Transcribe exactly the lines from the one holding "Examine this interface and locate the pink and" to the end of the data below, including both of those lines and no others.

* BEGIN DATA RECORDS *

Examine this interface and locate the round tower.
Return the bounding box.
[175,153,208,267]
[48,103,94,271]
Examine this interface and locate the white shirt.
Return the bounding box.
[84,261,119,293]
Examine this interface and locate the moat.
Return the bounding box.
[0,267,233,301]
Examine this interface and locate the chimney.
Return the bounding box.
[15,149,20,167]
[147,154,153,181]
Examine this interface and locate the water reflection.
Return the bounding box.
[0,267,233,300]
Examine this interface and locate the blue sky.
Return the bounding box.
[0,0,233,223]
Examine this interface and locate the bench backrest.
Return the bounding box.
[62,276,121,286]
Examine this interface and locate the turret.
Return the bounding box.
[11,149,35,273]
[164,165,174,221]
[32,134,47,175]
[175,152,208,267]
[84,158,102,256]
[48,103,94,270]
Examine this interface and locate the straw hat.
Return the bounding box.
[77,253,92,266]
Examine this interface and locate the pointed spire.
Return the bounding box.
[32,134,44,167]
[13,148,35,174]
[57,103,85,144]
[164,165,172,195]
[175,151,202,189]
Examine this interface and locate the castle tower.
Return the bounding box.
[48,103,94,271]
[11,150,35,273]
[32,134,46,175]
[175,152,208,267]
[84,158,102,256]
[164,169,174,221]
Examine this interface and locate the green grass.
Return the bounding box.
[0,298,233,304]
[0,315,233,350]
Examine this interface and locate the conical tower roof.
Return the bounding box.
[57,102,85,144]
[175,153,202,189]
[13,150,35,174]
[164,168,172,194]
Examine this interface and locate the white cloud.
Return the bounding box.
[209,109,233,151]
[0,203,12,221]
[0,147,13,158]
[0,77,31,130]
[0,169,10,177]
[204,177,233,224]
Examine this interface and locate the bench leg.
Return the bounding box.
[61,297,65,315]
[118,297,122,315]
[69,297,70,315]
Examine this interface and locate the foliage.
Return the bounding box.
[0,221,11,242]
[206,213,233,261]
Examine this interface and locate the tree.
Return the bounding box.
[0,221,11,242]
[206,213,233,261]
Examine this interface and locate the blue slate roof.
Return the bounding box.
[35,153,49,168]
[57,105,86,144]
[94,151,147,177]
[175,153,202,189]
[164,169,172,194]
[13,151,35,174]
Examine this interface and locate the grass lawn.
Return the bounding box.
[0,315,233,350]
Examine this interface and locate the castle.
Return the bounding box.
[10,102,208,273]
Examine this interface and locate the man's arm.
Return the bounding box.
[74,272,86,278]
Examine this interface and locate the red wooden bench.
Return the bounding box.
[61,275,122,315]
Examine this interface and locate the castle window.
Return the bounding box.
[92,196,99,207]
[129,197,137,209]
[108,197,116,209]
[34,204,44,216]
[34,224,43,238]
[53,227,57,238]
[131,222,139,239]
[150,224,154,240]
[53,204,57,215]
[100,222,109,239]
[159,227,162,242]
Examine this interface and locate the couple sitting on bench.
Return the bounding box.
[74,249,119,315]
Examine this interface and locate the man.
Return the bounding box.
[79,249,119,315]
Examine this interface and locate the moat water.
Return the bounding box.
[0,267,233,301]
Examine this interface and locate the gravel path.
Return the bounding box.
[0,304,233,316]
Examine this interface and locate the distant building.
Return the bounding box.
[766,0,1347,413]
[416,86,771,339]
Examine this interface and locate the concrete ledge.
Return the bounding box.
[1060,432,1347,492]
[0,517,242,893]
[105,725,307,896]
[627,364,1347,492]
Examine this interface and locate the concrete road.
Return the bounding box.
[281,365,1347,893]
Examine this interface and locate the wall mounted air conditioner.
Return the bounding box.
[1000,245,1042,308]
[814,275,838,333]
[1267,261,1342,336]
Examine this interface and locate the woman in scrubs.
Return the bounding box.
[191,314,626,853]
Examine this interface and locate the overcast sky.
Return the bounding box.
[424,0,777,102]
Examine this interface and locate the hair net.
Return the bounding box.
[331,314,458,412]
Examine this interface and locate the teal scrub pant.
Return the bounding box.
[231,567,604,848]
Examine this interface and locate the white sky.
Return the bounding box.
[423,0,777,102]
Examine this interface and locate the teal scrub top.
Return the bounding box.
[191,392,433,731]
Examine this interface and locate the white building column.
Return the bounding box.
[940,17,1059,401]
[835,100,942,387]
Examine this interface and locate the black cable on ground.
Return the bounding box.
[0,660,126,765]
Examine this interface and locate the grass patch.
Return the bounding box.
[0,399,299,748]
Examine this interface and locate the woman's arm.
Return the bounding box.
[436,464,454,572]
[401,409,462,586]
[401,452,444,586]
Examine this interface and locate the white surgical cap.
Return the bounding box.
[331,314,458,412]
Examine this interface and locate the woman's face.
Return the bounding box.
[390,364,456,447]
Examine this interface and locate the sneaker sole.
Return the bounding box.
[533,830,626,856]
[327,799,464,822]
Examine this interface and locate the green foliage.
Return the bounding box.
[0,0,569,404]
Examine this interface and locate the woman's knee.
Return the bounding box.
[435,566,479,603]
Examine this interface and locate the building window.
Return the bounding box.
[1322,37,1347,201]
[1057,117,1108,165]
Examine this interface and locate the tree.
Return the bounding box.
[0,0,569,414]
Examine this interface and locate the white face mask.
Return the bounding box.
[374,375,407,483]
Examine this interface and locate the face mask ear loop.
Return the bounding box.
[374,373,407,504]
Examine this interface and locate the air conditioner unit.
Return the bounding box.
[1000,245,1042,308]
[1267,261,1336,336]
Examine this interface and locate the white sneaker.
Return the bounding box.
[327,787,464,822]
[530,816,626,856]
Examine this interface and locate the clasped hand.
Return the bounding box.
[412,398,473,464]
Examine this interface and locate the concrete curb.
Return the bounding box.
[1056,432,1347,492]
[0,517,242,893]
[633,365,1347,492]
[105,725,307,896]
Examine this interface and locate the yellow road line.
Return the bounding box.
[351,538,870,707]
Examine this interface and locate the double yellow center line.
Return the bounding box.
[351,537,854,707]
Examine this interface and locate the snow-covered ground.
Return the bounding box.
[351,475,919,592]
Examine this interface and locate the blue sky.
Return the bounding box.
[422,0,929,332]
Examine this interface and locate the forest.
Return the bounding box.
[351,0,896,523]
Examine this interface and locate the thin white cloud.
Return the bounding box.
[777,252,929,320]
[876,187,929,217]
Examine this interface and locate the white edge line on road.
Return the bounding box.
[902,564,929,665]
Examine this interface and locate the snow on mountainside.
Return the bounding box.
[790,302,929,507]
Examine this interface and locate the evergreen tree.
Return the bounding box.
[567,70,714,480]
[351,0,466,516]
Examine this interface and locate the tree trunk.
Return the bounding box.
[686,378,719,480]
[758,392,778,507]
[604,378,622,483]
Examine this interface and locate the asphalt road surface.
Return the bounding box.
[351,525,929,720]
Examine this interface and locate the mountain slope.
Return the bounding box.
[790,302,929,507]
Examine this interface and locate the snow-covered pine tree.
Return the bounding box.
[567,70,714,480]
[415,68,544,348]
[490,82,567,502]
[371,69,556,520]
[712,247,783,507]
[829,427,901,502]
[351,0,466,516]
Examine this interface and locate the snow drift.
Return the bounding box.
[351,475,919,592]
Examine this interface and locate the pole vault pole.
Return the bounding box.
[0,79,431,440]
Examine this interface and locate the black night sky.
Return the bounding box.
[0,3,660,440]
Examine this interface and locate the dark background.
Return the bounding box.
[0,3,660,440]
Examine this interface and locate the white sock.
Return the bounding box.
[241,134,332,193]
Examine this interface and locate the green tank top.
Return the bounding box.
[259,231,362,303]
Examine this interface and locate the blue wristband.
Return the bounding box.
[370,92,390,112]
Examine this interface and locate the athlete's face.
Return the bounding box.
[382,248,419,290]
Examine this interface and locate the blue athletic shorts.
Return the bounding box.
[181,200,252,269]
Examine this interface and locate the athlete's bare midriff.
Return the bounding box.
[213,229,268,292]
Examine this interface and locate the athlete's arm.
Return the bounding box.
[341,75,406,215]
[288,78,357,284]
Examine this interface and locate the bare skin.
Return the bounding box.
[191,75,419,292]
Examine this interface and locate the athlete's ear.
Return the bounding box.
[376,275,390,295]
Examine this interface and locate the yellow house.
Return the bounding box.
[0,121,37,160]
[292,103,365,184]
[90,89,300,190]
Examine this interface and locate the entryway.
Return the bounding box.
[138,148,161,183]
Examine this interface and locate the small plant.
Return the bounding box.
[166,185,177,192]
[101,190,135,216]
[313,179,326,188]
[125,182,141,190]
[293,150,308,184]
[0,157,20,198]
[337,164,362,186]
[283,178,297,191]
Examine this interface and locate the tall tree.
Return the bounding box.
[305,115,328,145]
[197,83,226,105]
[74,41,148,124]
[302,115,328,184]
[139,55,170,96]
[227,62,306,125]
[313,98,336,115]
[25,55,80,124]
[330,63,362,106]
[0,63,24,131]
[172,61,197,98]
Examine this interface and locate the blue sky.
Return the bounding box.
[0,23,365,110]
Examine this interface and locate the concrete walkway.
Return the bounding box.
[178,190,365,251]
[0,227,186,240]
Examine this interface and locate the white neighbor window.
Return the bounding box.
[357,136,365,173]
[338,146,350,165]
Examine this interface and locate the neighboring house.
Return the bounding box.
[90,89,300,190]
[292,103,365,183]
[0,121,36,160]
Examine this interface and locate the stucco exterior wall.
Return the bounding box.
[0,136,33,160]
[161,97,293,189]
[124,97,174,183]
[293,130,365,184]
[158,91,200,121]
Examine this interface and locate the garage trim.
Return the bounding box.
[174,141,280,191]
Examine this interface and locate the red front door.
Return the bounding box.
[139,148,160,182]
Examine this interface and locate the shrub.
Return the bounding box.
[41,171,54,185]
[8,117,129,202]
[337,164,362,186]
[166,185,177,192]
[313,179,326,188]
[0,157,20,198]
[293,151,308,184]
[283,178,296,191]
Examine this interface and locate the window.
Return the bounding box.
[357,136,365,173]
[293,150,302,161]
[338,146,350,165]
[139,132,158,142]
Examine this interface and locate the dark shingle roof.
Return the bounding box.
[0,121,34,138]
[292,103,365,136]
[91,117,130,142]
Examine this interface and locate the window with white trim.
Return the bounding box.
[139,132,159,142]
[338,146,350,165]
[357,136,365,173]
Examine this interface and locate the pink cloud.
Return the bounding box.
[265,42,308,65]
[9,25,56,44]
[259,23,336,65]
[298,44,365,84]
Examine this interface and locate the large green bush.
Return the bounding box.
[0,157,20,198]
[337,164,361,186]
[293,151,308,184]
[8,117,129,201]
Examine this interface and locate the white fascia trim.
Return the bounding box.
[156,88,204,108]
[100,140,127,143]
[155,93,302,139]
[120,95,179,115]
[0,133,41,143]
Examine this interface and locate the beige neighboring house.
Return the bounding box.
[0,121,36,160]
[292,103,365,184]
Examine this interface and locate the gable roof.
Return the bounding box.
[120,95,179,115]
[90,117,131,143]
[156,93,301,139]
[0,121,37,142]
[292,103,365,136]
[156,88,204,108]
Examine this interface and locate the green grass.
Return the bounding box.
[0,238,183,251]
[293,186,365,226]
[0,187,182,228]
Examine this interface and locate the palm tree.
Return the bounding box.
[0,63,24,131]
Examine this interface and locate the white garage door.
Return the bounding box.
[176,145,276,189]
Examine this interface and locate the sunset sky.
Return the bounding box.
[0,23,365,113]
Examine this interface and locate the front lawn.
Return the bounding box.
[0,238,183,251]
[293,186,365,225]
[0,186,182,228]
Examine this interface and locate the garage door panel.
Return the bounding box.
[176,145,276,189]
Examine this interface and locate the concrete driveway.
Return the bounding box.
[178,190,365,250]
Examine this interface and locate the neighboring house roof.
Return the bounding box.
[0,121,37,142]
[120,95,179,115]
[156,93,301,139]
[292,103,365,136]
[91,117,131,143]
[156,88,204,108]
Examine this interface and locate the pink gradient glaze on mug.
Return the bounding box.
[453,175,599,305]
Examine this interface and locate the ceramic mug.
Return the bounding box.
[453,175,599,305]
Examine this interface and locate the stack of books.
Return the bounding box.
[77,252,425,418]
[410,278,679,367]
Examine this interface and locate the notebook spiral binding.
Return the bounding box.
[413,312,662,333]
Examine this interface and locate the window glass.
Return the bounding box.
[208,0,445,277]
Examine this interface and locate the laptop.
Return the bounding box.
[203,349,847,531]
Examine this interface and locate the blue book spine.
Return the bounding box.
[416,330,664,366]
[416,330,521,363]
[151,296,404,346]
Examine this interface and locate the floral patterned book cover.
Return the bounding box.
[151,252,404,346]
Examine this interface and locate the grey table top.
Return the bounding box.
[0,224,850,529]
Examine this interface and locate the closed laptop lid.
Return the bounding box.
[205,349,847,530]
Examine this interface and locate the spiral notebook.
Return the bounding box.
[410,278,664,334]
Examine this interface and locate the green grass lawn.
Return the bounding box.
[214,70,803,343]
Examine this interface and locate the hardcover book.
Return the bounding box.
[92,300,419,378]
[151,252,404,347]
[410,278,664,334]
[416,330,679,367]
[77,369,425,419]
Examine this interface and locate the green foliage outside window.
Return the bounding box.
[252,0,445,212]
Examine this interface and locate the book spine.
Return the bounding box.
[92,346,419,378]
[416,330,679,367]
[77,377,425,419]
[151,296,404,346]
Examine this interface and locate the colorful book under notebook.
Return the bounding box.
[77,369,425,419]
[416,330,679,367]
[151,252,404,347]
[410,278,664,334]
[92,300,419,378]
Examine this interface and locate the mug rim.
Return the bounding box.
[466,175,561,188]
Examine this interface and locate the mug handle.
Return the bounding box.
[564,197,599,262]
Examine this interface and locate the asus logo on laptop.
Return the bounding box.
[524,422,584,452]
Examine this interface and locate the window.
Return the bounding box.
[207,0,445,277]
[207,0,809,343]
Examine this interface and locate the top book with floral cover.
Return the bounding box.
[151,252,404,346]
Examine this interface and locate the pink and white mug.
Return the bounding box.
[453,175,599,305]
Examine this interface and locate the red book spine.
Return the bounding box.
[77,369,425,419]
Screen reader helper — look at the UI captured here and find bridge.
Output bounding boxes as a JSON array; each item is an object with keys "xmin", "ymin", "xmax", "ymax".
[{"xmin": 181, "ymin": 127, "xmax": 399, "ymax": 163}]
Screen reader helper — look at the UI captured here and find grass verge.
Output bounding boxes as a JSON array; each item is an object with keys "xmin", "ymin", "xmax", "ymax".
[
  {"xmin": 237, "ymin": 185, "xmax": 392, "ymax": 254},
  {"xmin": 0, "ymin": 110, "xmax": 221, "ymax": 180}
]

* END DATA RECORDS *

» **FINISHED TASK**:
Examine this interface and locate the pink and white mug.
Return the bounding box.
[453,175,599,305]
Examine this interface and locate the red book spine.
Return the bounding box.
[77,369,425,419]
Screen reader helper — look at the UI captured here and find bridge.
Output bounding boxes as a JSON array; each item is an object with keys "xmin", "ymin", "xmax", "ymax".
[{"xmin": 181, "ymin": 127, "xmax": 399, "ymax": 163}]
Screen reader helper — look at the UI captured here and find grass verge.
Output bounding boxes as a JSON array; each item is an object with keys "xmin", "ymin", "xmax", "ymax".
[
  {"xmin": 237, "ymin": 185, "xmax": 392, "ymax": 254},
  {"xmin": 0, "ymin": 110, "xmax": 221, "ymax": 180}
]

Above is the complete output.